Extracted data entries
##############################

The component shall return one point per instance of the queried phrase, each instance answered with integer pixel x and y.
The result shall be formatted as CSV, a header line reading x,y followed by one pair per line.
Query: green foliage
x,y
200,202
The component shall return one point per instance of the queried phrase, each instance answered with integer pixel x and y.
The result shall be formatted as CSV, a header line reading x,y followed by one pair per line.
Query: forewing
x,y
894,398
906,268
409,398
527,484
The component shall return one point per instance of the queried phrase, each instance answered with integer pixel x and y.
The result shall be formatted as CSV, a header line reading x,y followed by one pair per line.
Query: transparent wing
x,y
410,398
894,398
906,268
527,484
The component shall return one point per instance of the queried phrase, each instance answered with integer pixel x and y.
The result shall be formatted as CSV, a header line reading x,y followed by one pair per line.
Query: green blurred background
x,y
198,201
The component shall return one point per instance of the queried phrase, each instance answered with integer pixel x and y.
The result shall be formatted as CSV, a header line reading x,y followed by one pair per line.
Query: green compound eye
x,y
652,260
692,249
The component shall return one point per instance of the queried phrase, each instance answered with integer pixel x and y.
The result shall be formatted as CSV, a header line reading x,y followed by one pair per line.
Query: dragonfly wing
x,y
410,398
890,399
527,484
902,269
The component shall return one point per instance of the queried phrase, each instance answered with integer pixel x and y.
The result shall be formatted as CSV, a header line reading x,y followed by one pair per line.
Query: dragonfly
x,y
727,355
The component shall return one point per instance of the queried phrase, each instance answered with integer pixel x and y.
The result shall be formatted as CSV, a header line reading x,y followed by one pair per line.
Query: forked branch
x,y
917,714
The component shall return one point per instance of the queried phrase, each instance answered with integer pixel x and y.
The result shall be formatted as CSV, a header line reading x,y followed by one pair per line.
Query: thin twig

##############################

## Exercise objective
May I have all of the records repeated exactly?

## Exercise result
The component shall return one point per instance of the queried phrase, each instance answered with integer pixel x and y.
The result shall be formatted as CSV, a header line reading x,y followed by one pair per line.
Query: green foliage
x,y
200,202
The component shall return one point per instance of the queried phrase, each instance answered with integer pixel x and y.
The result shall be formatted as CSV, a header line reading x,y followed by one pair per line.
Query: forewing
x,y
894,398
906,268
409,398
527,484
The component shall return one point per instance of the queried phrase, each instance answered with integer pixel x and y.
The result shall be formatted as CSV, a header line reading x,y followed by one pair per line.
Query: transparent wing
x,y
410,398
894,398
906,268
527,484
The component shall return one point per instance of the queried phrase, each instance answered with integer pixel x and y.
The result shall be formatted as CSV, a header line reading x,y followed by one pair per line.
Query: green blurred background
x,y
198,201
The component shall return one point per instance of the queried phrase, each instance answered with integer pixel x and y.
The result shall be formatted as CSV, a header line reading x,y followed by one pair per line.
Query: green compound eye
x,y
652,260
692,249
The component shall return one point per instance of the queried phrase, each instance answered with integer pixel x and y.
The result shall be formatted as CSV, a header line reading x,y followed by one pair per line.
Query: dragonfly wing
x,y
410,398
890,399
527,484
902,269
The component shall return one point per instance of the queried phrase, each instance answered with integer pixel x and y.
The result shall be formatted as CSV, a header line reading x,y followed by one pair per line.
Query: dragonfly
x,y
727,355
The component shall return one point per instance of the queried phrase, each instance answered with integer pixel x and y.
The result shall be formatted as CSV, a header line reading x,y followed by one pair per line.
Query: forked branch
x,y
917,714
The component shall return one point per instance of the queried phrase, each instance answered with integer pixel x and y.
The result shall be formatted as CSV, a header line reading x,y followed by one pair per line.
Query: thin twig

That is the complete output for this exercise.